:: GIVEN DATA

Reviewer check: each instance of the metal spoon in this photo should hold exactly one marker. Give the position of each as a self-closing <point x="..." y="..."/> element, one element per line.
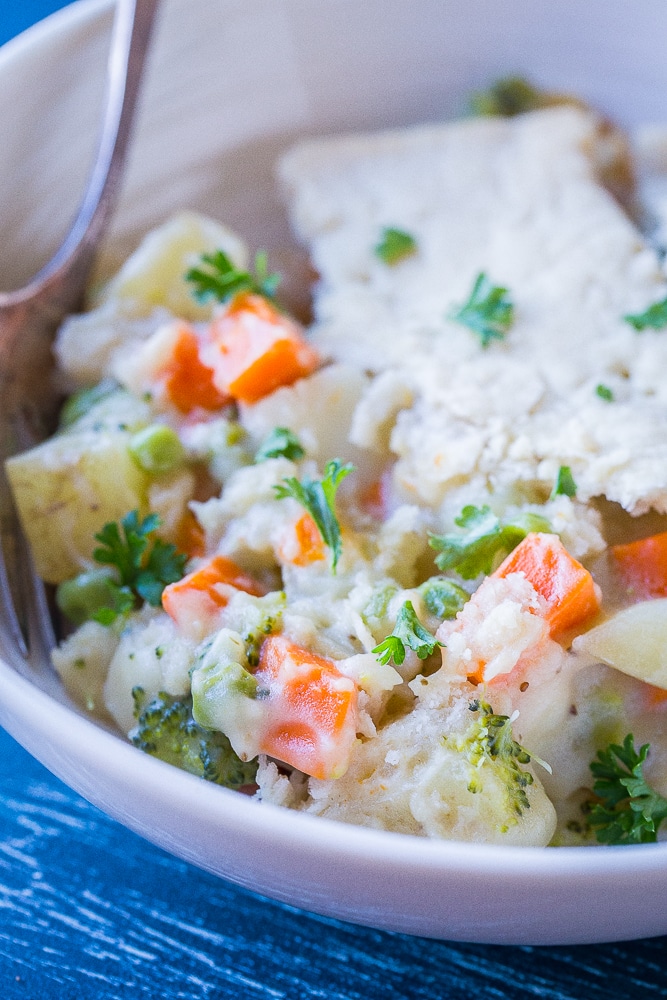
<point x="30" y="316"/>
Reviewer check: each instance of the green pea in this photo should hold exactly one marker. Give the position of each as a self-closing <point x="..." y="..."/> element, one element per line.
<point x="157" y="449"/>
<point x="81" y="402"/>
<point x="80" y="598"/>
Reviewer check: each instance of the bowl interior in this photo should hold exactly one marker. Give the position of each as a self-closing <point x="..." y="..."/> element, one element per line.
<point x="229" y="86"/>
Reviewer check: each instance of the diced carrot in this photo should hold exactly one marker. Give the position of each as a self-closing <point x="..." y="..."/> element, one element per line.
<point x="253" y="349"/>
<point x="568" y="588"/>
<point x="188" y="381"/>
<point x="312" y="709"/>
<point x="302" y="544"/>
<point x="190" y="536"/>
<point x="643" y="565"/>
<point x="654" y="697"/>
<point x="193" y="603"/>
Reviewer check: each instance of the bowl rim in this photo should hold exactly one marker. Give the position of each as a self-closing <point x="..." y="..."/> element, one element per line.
<point x="24" y="703"/>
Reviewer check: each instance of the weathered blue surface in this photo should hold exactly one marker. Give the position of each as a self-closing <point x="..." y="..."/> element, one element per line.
<point x="89" y="910"/>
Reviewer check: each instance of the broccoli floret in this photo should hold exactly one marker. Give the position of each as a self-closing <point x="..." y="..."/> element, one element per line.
<point x="488" y="741"/>
<point x="166" y="729"/>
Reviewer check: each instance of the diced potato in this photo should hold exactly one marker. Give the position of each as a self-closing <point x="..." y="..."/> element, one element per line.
<point x="634" y="641"/>
<point x="153" y="275"/>
<point x="66" y="490"/>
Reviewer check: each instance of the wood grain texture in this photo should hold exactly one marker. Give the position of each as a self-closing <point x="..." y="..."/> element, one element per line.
<point x="88" y="909"/>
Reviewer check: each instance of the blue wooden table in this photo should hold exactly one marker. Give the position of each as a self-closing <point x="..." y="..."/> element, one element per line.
<point x="89" y="910"/>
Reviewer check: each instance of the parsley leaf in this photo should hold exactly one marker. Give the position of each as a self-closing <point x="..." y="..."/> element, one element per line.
<point x="565" y="484"/>
<point x="142" y="572"/>
<point x="627" y="810"/>
<point x="219" y="278"/>
<point x="484" y="542"/>
<point x="512" y="95"/>
<point x="488" y="312"/>
<point x="604" y="392"/>
<point x="408" y="631"/>
<point x="281" y="442"/>
<point x="653" y="318"/>
<point x="318" y="496"/>
<point x="395" y="245"/>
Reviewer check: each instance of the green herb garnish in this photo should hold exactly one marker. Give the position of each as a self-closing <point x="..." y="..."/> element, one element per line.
<point x="565" y="484"/>
<point x="318" y="496"/>
<point x="280" y="443"/>
<point x="484" y="542"/>
<point x="442" y="597"/>
<point x="142" y="572"/>
<point x="218" y="278"/>
<point x="408" y="631"/>
<point x="395" y="245"/>
<point x="512" y="95"/>
<point x="627" y="810"/>
<point x="488" y="312"/>
<point x="653" y="318"/>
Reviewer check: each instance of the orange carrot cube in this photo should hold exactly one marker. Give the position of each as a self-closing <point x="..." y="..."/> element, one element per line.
<point x="312" y="709"/>
<point x="253" y="349"/>
<point x="302" y="544"/>
<point x="568" y="588"/>
<point x="188" y="381"/>
<point x="643" y="565"/>
<point x="193" y="603"/>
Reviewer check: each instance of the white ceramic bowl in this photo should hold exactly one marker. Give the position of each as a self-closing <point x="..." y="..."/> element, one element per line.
<point x="229" y="85"/>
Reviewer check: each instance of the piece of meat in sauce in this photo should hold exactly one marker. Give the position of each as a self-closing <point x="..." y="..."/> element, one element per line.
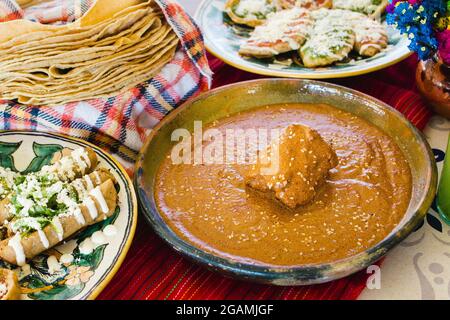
<point x="304" y="161"/>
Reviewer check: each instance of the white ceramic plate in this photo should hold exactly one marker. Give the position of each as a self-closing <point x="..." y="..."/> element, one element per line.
<point x="87" y="275"/>
<point x="223" y="39"/>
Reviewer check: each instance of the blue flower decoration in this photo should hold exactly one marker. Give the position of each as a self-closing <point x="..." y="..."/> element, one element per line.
<point x="417" y="20"/>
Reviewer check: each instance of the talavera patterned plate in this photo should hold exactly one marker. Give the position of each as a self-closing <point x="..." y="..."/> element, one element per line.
<point x="223" y="39"/>
<point x="87" y="275"/>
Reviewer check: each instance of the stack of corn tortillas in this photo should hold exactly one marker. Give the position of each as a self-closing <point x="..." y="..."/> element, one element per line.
<point x="113" y="47"/>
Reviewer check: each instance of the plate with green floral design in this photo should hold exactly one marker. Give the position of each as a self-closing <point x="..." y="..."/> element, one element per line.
<point x="223" y="39"/>
<point x="88" y="274"/>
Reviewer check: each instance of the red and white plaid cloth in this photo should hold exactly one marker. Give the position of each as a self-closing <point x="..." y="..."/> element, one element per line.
<point x="118" y="124"/>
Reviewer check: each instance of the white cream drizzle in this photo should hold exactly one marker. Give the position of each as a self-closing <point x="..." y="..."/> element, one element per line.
<point x="16" y="244"/>
<point x="97" y="177"/>
<point x="59" y="228"/>
<point x="43" y="238"/>
<point x="98" y="195"/>
<point x="79" y="216"/>
<point x="53" y="265"/>
<point x="89" y="184"/>
<point x="92" y="208"/>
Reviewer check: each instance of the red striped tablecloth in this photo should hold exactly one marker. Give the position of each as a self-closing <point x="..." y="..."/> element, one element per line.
<point x="154" y="271"/>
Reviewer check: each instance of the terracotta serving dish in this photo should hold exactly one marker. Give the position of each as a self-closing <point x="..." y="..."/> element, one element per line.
<point x="220" y="102"/>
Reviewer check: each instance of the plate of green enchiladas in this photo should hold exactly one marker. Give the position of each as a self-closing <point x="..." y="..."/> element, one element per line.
<point x="301" y="38"/>
<point x="67" y="217"/>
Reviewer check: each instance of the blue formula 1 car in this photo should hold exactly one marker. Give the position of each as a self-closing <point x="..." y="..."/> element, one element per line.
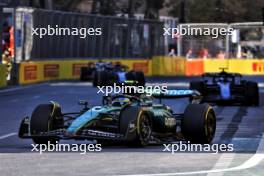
<point x="107" y="73"/>
<point x="227" y="88"/>
<point x="132" y="120"/>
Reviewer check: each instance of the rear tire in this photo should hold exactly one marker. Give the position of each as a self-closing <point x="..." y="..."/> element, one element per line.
<point x="95" y="79"/>
<point x="140" y="77"/>
<point x="199" y="123"/>
<point x="102" y="78"/>
<point x="251" y="93"/>
<point x="44" y="120"/>
<point x="198" y="85"/>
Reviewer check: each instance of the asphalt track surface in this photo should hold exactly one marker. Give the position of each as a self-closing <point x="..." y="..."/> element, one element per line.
<point x="241" y="126"/>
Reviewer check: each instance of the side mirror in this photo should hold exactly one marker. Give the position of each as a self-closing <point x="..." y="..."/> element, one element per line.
<point x="84" y="103"/>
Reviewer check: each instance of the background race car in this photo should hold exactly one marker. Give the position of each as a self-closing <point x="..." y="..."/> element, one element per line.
<point x="135" y="120"/>
<point x="107" y="73"/>
<point x="227" y="88"/>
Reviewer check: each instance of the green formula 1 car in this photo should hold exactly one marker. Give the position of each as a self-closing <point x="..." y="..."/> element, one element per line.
<point x="132" y="120"/>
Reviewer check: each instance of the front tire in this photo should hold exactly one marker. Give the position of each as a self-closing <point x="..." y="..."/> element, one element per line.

::::

[WHAT YOU WILL DO] Without the pictures, restate all of the entries above verbatim.

[THE OUTPUT]
Reviewer check: each instance of the metal spoon in this photo should hold exactly one marker. Give the position of each as a self-closing <point x="..." y="..."/> element, one element per line.
<point x="30" y="316"/>
Reviewer check: each instance of the green pea in this photo should hold exactly one marker. Give the position of each as a self-closing <point x="..." y="..."/> element, one element per line.
<point x="157" y="449"/>
<point x="81" y="402"/>
<point x="80" y="598"/>
Reviewer check: each instance of the bowl interior in this photo should hold exactly one marker. Give the position of each as a self-closing <point x="..." y="..."/> element, one element per line.
<point x="229" y="86"/>
Reviewer check: each instance of the diced carrot in this photo should hold exactly one marker. Give the position of each as a self-closing <point x="..." y="..."/> element, one element per line.
<point x="253" y="349"/>
<point x="568" y="588"/>
<point x="188" y="381"/>
<point x="312" y="709"/>
<point x="302" y="544"/>
<point x="190" y="536"/>
<point x="643" y="565"/>
<point x="654" y="697"/>
<point x="193" y="603"/>
Reviewer check: each instance of the bowl rim in this photo should hold exactly one marker. Give the position of each as a self-closing <point x="..." y="..."/> element, one element per line.
<point x="24" y="703"/>
Reviewer check: each instance of the weathered blue surface in this photo should hold exactly one marker. Give the position of each as a self-closing <point x="..." y="..."/> element, one element per line.
<point x="89" y="910"/>
Reviewer check: each instance of the broccoli floret in this photo should hold exactly one marker. Give the position of each as a self-closing <point x="..." y="..."/> element, one element per line.
<point x="488" y="741"/>
<point x="166" y="729"/>
Reviewer check: each instance of the diced potato in this photo should hold exactly one marker. Give the position of each as a self-closing <point x="..." y="..."/> element, one element per line.
<point x="634" y="641"/>
<point x="153" y="275"/>
<point x="66" y="490"/>
Reviewer check: each instance of the wood grain texture in this photo should hold exactly one marker. Give the position of each as a self-closing <point x="..." y="..."/> element, one element per line.
<point x="88" y="909"/>
Reviewer check: each instance of the blue wooden table in this photo should hold exactly one marker. Give the position of each as a self-closing <point x="..." y="..."/> element, one element per line.
<point x="89" y="910"/>
Reviewer check: each instance of the parsley leaf in this photo should hold exactly one marker. Give the position of each as a self-closing <point x="..." y="..."/> element, one element per line.
<point x="565" y="484"/>
<point x="142" y="572"/>
<point x="627" y="810"/>
<point x="219" y="278"/>
<point x="484" y="542"/>
<point x="512" y="95"/>
<point x="488" y="312"/>
<point x="604" y="392"/>
<point x="408" y="631"/>
<point x="281" y="442"/>
<point x="653" y="318"/>
<point x="318" y="496"/>
<point x="395" y="245"/>
Reviewer check: each instance of the green herb garnish in this photo should hold exactly one marker. Give the position of each as a self-closing <point x="..." y="..."/> element, one element per line.
<point x="565" y="484"/>
<point x="318" y="496"/>
<point x="280" y="443"/>
<point x="484" y="542"/>
<point x="442" y="597"/>
<point x="142" y="572"/>
<point x="218" y="278"/>
<point x="408" y="631"/>
<point x="395" y="245"/>
<point x="512" y="95"/>
<point x="627" y="810"/>
<point x="488" y="312"/>
<point x="653" y="318"/>
Reviewer check: each instance of the orange carrot cube in this photo should hold exactly one marker. Give the position of each as a self-closing <point x="..." y="..."/> element, one element per line.
<point x="312" y="709"/>
<point x="253" y="349"/>
<point x="302" y="544"/>
<point x="568" y="588"/>
<point x="188" y="381"/>
<point x="643" y="565"/>
<point x="193" y="603"/>
Reviewer check: each instance of the white ceramic bowl in this photo should hold exactly one marker. Give the position of each as a self-closing <point x="..." y="..."/> element, one element per line.
<point x="229" y="85"/>
Reviewer check: each instance of the piece of meat in sauce in this photo should hold exactly one marker. Give the position of each as a self-closing <point x="..." y="..."/> element, one element per line.
<point x="304" y="161"/>
Reviewer check: each instance of the white ceramic plate in this photo should hold exactly one marker. Give the position of each as a self-closing <point x="..." y="..."/> element, one element per line.
<point x="87" y="275"/>
<point x="223" y="39"/>
Reviewer check: each instance of the blue flower decoration in this photo should hold exactly one marker. Give the position of each as a self-closing <point x="..." y="..."/> element, one element per line.
<point x="417" y="20"/>
Reviewer check: each instance of the talavera patterned plate in this photo should hold exactly one marker. Give the position of each as a self-closing <point x="..." y="..."/> element, one element per line.
<point x="223" y="39"/>
<point x="87" y="275"/>
Reviewer check: each instance of the stack of corn tortillas in this photo should hold exactly one marker. Give the position of each as a self-closing <point x="..." y="..."/> element, one element per line.
<point x="113" y="47"/>
Reviewer check: each instance of the plate with green floral design in this photo should hold exactly one marker. Give the position of each as a self-closing <point x="..." y="..."/> element, one element per line.
<point x="223" y="39"/>
<point x="88" y="274"/>
Reviewer check: each instance of the red and white plaid cloth in this photo should hold exactly one marker. Give the position of each as a self-closing <point x="..." y="..."/> element, one element per line.
<point x="118" y="124"/>
Reviewer check: each instance of the white cream drizzle in this photo should hold exactly one marker. Give the position of each as a self-closing <point x="..." y="..."/> element, one element per line.
<point x="16" y="244"/>
<point x="97" y="177"/>
<point x="59" y="228"/>
<point x="43" y="238"/>
<point x="98" y="195"/>
<point x="79" y="216"/>
<point x="53" y="265"/>
<point x="89" y="184"/>
<point x="92" y="208"/>
Reviewer check: each instance of the red striped tablecloth in this photo should hold exactly one marker. Give the position of each as a self-closing <point x="..." y="..."/> element, one element per line.
<point x="154" y="271"/>
Reviewer check: each instance of the terracotta serving dish in this photo should hold exactly one marker. Give the position of each as a self-closing <point x="..." y="..."/> element, one element per line.
<point x="220" y="102"/>
Reviewer check: each instance of the plate of green enchiladas in this photo should hold exactly one marker. Give the position of each as a self-closing <point x="..." y="..."/> element, one element per line.
<point x="301" y="38"/>
<point x="67" y="217"/>
Reviewer check: each instance of the blue formula 1 car in this photo should hold exactly one marker. Give the position of each as a self-closing <point x="..." y="..."/> element, one element per line.
<point x="107" y="73"/>
<point x="227" y="88"/>
<point x="132" y="120"/>
Reviewer check: each instance of the rear tire in this photo should hold exactly one marker. Give the position of each as a self-closing <point x="..." y="..."/> element, one element per line.
<point x="95" y="79"/>
<point x="140" y="77"/>
<point x="199" y="123"/>
<point x="102" y="78"/>
<point x="251" y="93"/>
<point x="44" y="120"/>
<point x="198" y="85"/>
Reviewer check: each instance of the asphalt track surface in this photo should hold exactly one marker. Give the position of each as a self-closing <point x="..." y="..."/> element, one element per line.
<point x="241" y="126"/>
Reviewer check: each instance of the side mirror in this photo should hold exactly one marker. Give the position of each as a self-closing <point x="..." y="..."/> element, one element per line.
<point x="84" y="103"/>
Reviewer check: each instance of the background race car in this photo should hold exactly one marker. Give the position of each as a self-closing <point x="..." y="..."/> element, one element per line.
<point x="135" y="120"/>
<point x="107" y="73"/>
<point x="227" y="88"/>
Reviewer check: each instance of the green formula 1 car in this photo should hold exactly one marker. Give the position of each as a self-closing <point x="..." y="..."/> element, one element per line.
<point x="132" y="120"/>
Reviewer check: each instance of the front tire in this photo should hold exactly one marker. Give the position of each as a self-closing <point x="..." y="..."/> element, one element per line.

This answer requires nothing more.